**To do:**
Continue the article on the EPA investigation of Hyundai and Kia fuel economy claims, picking up after its last sentence.

Revised Numbers from Hyundai  (Source: Hyundai)
Millions to be paid out to owners over misleading claims

Back in December of 2011, Consumer Watchdog called on the EPA to investigate Hyundai over its fuel economy claims. According to Consumer Watchdog, Hyundai claimed that its Elantra was good for 29 mpg in the city and 40 mpg on highway. The problem the organization had with the claims is that it received a higher than usual number of complaints that real-world mileage was in the mid-20 mpg range.

The EPA did investigate Hyundai for misleading mileage claims as well as Kia, and changes in fuel economy estimates are coming as a result of the investigation. Both Kia and Hyundai will be lowering the fuel economy estimates on the majority of their 2012 to 2013 models after EPA testing discovered discrepancies between its data and the company's data.

**Given records:**
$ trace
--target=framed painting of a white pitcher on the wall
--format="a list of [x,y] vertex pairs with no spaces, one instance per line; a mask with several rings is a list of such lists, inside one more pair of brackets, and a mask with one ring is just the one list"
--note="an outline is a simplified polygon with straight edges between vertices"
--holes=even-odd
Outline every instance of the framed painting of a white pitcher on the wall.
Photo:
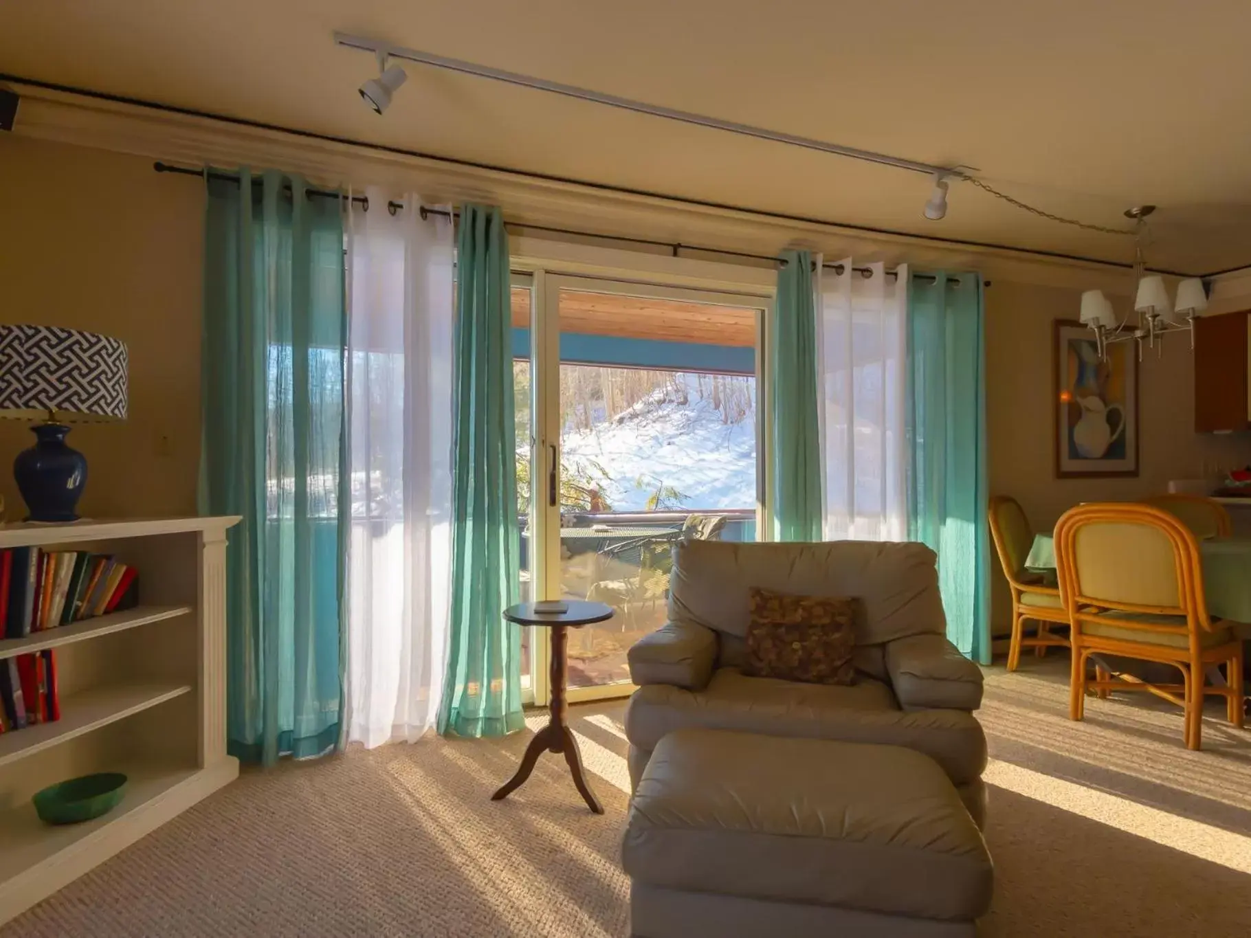
[[[1138,475],[1138,450],[1141,440],[1138,436],[1138,355],[1136,341],[1121,341],[1108,348],[1112,356],[1112,368],[1120,369],[1117,381],[1121,391],[1118,399],[1106,405],[1106,410],[1117,408],[1122,414],[1122,424],[1112,429],[1113,440],[1125,438],[1122,448],[1118,448],[1112,456],[1090,456],[1078,453],[1078,448],[1072,438],[1073,400],[1076,398],[1075,376],[1070,374],[1072,356],[1070,350],[1080,344],[1088,354],[1095,346],[1095,333],[1081,323],[1071,319],[1057,319],[1052,324],[1052,449],[1055,450],[1055,473],[1057,479],[1115,479],[1137,478]],[[1098,395],[1088,395],[1086,399],[1095,399],[1093,408],[1100,410],[1105,406]],[[1123,398],[1123,399],[1122,399]],[[1086,415],[1083,414],[1083,419]],[[1105,420],[1102,413],[1090,416],[1092,421]],[[1110,428],[1111,429],[1111,428]],[[1098,443],[1096,441],[1096,446]],[[1123,449],[1123,453],[1121,451]],[[1100,465],[1102,463],[1102,465]]]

**Response:**
Hyundai and Kia admitted to overstating the estimated fuel economy on window stickers of about 900,000 vehicles sold since late 2010. The two automakers will reportedly spend millions of dollars to compensate owners for faulty claims of economy.

Hyundai will also have to retract its widely used claim that it leads the industry with four vehicle models able to get 40 mpg on the highway. That statement will be retracted because estimated highway economy on the 2013 Accent, Veloster, and Elantra are being reduced to below 40 mpg.
 
Some of the biggest losers include the Hyundai Accent and the all-new, redesigned 2013 Hyundai Santa Fe. The Accent saw its 30/40/33 (city/highway/combined) rating drop to 28/37/31. The Santa Fe Sport (2WD) saw a huge drop in its highway rating, going from 21/31/25 (city/highway/combined) to 20/27/23.
 
Many of the mileage adjustments take Hyundai models from being class leaders to either middle-of-the-pack or lower.

On the Kia side of things, the Soul took the biggest hit as it saw its highway numbers drop by 6 mpg (35 mpg highway to 29 mpg highway).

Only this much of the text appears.